Directions for this task.
Please copy the records below, changing every "odd number" to "uneven number" and keeping everything else the same.

[Start]

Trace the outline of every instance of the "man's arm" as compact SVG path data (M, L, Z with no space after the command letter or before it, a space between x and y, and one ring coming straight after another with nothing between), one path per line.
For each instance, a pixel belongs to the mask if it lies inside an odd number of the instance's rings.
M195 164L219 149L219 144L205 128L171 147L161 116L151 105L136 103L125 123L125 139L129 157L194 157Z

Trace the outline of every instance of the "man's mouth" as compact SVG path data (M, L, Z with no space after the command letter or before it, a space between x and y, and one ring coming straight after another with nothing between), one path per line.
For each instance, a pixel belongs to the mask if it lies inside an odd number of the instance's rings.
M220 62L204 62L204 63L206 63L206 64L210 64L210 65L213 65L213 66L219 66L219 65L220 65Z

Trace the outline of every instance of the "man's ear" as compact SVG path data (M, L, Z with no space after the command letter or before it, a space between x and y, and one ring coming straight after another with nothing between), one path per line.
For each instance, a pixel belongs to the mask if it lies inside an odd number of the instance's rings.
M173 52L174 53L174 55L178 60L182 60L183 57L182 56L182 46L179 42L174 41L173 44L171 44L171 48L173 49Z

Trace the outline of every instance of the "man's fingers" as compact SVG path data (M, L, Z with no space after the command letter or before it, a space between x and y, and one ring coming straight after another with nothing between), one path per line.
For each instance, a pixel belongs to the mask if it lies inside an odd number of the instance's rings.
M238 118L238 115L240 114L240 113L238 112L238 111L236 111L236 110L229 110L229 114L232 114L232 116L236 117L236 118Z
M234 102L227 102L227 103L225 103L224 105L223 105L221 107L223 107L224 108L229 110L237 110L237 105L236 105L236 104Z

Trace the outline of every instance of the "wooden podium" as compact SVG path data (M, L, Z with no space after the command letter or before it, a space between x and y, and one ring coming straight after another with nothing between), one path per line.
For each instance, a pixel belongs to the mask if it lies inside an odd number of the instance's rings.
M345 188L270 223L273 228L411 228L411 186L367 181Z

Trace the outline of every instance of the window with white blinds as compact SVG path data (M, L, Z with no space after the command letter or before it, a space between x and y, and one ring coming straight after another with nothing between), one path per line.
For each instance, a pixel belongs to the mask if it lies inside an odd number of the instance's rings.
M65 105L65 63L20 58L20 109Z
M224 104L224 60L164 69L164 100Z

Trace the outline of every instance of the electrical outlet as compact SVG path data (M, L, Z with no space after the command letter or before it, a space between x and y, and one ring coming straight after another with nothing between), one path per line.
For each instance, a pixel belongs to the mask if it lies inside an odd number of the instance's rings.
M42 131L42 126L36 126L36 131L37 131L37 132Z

[End]

Exercise answer.
Trace the outline of every instance of the "man's arm" as compact SVG path data (M, L, Z with no space after the command letter or before it, a space between x and y, and one ring coming straight after another with nothing between), one path per line.
For each instance, a pixel belongs to the mask if it lies inside an uneven number of the instance's rings.
M195 164L219 149L219 144L205 128L171 147L161 116L151 105L136 103L125 123L125 139L129 157L194 157Z

Trace the outline of every instance of the "man's mouth" as compact SVG path data (M, L, Z with no space after the command letter or before it, a space between x and y, and one ring coming straight after another with nothing between), one path per line.
For each instance, a pixel belongs to the mask if it lies inside an uneven number of the instance's rings.
M220 62L204 62L204 63L206 63L206 64L210 64L210 65L213 65L213 66L219 66L219 65L220 65Z

Trace the outline of every instance of the "man's ear" as compact SVG path data (M, L, Z with no space after the command letter or before it, a space between x and y, and one ring coming straight after another with nothing between), one path per line.
For each instance, a pixel belongs to the mask if it lies inside an uneven number of the instance's rings.
M173 52L174 53L174 55L178 60L182 60L183 57L182 56L182 46L179 42L174 41L173 44L171 44L171 48L173 49Z

Trace the outline of every instance of the "man's fingers" as compact SVG path data (M, L, Z with no space after the command letter or before it, a space between x and y, and one ring coming straight after another with nothing between), one path per line.
For each instance, a pixel belongs to the mask if it lies inside an uneven number of the instance's rings.
M238 118L238 115L240 114L240 113L238 112L238 111L236 111L236 110L229 110L229 114L232 114L232 116L236 117L236 118Z
M234 102L227 102L227 103L225 103L224 105L223 105L221 107L223 107L224 108L229 110L237 110L237 105L236 105L236 104Z

Trace the outline of every instance of the "wooden podium" as compact SVG path data (M, L, Z with no space after the command letter or before it, a space between x and y, and one ring coming straight after another with nothing between), one path per line.
For each instance, a pixel belongs to the mask if it lies inside an uneven number of the instance's rings.
M345 188L270 223L273 228L411 228L411 186L367 181Z

Trace the outline of every instance of the window with white blinds as compact SVG path data (M, L, Z with no space after the command letter or before it, a space between x and y, and one ring coming straight after another with nothing between), one path per line.
For each instance, a pixel belongs to the mask if it lies inside an uneven number of the instance's rings.
M65 105L65 63L20 58L20 109Z
M224 104L224 60L164 69L164 100Z

Trace the outline of every instance of the electrical outlet as compact SVG path data (M, L, Z with no space after the command letter or before it, a space between x and y, and one ring coming straight after another with nothing between), one path per line.
For each instance, a pixel belongs to the mask if it lies inside an uneven number of the instance's rings.
M42 131L42 126L36 126L36 131L37 131L37 132Z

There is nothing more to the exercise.